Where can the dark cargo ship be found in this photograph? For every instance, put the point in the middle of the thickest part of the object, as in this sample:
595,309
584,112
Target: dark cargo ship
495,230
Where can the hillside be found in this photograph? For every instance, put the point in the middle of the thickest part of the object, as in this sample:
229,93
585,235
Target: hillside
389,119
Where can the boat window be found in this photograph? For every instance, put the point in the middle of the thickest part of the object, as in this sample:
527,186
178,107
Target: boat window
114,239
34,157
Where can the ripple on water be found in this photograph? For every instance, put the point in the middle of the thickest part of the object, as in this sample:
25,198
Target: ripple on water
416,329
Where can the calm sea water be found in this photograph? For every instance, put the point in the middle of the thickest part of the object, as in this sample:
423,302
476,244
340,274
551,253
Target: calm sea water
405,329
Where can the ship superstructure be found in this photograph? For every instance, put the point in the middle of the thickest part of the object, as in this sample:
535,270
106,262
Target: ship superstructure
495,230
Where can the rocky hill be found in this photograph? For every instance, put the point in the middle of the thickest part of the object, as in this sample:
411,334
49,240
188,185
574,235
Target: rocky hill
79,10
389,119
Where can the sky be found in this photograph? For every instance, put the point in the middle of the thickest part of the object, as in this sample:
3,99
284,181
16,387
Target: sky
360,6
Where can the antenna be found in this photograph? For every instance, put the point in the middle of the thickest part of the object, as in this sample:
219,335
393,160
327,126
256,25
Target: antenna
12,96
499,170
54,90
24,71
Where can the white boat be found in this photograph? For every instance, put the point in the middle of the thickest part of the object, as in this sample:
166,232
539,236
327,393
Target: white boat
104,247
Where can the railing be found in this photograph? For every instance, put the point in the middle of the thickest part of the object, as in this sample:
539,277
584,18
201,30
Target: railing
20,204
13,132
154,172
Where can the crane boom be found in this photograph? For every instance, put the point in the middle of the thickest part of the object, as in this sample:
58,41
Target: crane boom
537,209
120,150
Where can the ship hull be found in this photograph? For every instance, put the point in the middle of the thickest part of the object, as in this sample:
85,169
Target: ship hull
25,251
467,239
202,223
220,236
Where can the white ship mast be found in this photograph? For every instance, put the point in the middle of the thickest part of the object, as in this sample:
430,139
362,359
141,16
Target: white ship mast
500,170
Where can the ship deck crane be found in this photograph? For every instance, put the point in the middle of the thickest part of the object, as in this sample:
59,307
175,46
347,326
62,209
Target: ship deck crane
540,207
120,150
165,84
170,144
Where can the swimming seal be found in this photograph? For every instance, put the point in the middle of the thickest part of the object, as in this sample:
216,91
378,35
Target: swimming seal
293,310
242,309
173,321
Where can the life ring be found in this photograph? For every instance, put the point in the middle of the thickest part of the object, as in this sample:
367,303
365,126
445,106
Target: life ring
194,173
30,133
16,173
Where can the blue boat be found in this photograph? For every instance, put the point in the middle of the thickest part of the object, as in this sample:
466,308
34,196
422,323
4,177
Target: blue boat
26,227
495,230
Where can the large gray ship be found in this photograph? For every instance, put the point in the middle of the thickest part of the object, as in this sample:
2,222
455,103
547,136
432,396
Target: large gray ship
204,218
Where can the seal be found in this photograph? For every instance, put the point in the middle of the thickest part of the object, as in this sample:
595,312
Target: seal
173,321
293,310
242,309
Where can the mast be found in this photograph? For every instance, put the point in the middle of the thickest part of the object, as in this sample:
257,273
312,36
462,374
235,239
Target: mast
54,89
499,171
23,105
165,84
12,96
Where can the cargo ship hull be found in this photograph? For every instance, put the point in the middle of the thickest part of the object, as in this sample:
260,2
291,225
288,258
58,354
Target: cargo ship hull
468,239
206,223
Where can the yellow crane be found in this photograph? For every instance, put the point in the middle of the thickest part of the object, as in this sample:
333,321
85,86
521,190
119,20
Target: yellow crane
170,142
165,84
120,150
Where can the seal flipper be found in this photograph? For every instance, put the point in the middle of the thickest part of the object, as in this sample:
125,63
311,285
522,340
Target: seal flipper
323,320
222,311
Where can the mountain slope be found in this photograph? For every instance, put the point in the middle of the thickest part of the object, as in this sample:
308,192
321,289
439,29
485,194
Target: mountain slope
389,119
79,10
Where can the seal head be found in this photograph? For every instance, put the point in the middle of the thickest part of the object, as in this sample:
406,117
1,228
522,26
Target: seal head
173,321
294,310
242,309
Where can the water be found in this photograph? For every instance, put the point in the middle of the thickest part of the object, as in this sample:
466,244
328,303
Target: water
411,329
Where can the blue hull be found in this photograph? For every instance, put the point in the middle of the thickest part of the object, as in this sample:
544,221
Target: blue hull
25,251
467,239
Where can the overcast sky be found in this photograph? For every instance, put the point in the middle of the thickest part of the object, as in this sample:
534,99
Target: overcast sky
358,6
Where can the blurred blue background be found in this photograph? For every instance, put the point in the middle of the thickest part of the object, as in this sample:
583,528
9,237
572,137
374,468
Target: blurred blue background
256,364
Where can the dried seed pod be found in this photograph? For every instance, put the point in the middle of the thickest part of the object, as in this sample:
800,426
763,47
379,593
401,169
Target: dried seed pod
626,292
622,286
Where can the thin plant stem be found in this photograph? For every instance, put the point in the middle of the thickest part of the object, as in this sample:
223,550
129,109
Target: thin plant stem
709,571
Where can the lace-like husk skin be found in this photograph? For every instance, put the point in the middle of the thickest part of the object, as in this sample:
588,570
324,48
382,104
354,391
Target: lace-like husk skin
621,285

*WHAT YOU NEED TO DO*. Include both ends. Return the line holding "Where can the dried" and all lines after it in the records above, exactly as written.

*COMPLETE ANSWER*.
Where can the dried seed pod be found in this photograph? For every instance, put the point in the middle of the thickest part of the object, as in this sample:
800,426
763,47
379,593
401,169
Target: dried seed pod
626,292
622,286
Where can the thin plant stem be found in this photograph? For every instance, put the point in the middle of the thickest part of the object, as in this sample:
223,550
129,109
Target: thin plant stem
709,571
Where can the lace-like husk skin be found in this photograph? For every instance, put the point in the middle of the thickest part of the object, as in this sample:
588,570
324,48
382,104
354,391
Target: lace-like husk skin
621,285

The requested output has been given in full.